*** Opening EXCERPT ***

Master's degree programs in this field usually take two years to complete. In addition to research, risk assessment, geographic information systems and environmental auditing, subjects covered in a master's environmental technology program are:

  • Air pollution
  • Environmental regulations
  • Hazardous chemicals
  • Toxicology

Popular Careers

Graduates are qualified for a number of positions in various industries, including environmental consulting, manufacturing, food service, academia and research, resource management and government. Some individuals work as environmental technicians, health inspectors, permit writers or data collector and report writers for environmental engineers. Popular job titles specifically for bachelor's degree holders include:

  • Environmental biologist
  • Environmental engineer
  • Fire-prevention specialist
  • Health and safety officer
  • Research technician

Employment Outlook and Salary Information

According to the U.S. Bureau of Labor Statistics (BLS), employment for environmental engineering technicians is predicted to grow at a rate of 10% between 2014 and 2024, with a mean annual wage of $51,170 as of May 2015 (www.bls.gov).

Continuing Education

The National Environmental Health Association (NEHA) runs a voluntary certification program for associate's graduates (www.neha.org). Individuals are required to earn at least 12 hours of continuing education credits every 2 years for credential reinstatement.

Programs in environmental technology focus on the use of the sciences in safeguarding the environment. Degrees in this field are available at the associate's, bachelor's and master's levels, with specializations available at some institutions.

*** Closing EXCERPT ***
*** Opening DATASET SECTION ***

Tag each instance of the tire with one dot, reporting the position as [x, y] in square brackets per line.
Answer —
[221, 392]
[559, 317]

*** Closing DATASET SECTION ***

● **WORK INSTRUCTION A**:
Answer these questions from the text on environmental technology programs:
(i) How long do master's degree programs in this field usually take to complete?
(ii) At what rate does the BLS predict employment for environmental engineering technicians will grow between 2014 and 2024?
(iii) How many hours of continuing education credits must individuals earn every 2 years for credential reinstatement?
● **WORK INSTRUCTION B**: Edit the text on environmental technology programs from "Programs in environmental" to "at some institutions.", putting "protecting" in place of "safeguarding".

● **WRITTEN ANSWER A**:
(i) Two years.
(ii) 10%.
(iii) At least 12 hours.

● **WRITTEN ANSWER B**:
Programs in environmental technology focus on the use of the sciences in protecting the environment. Degrees in this field are available at the associate's, bachelor's and master's levels, with specializations available at some institutions.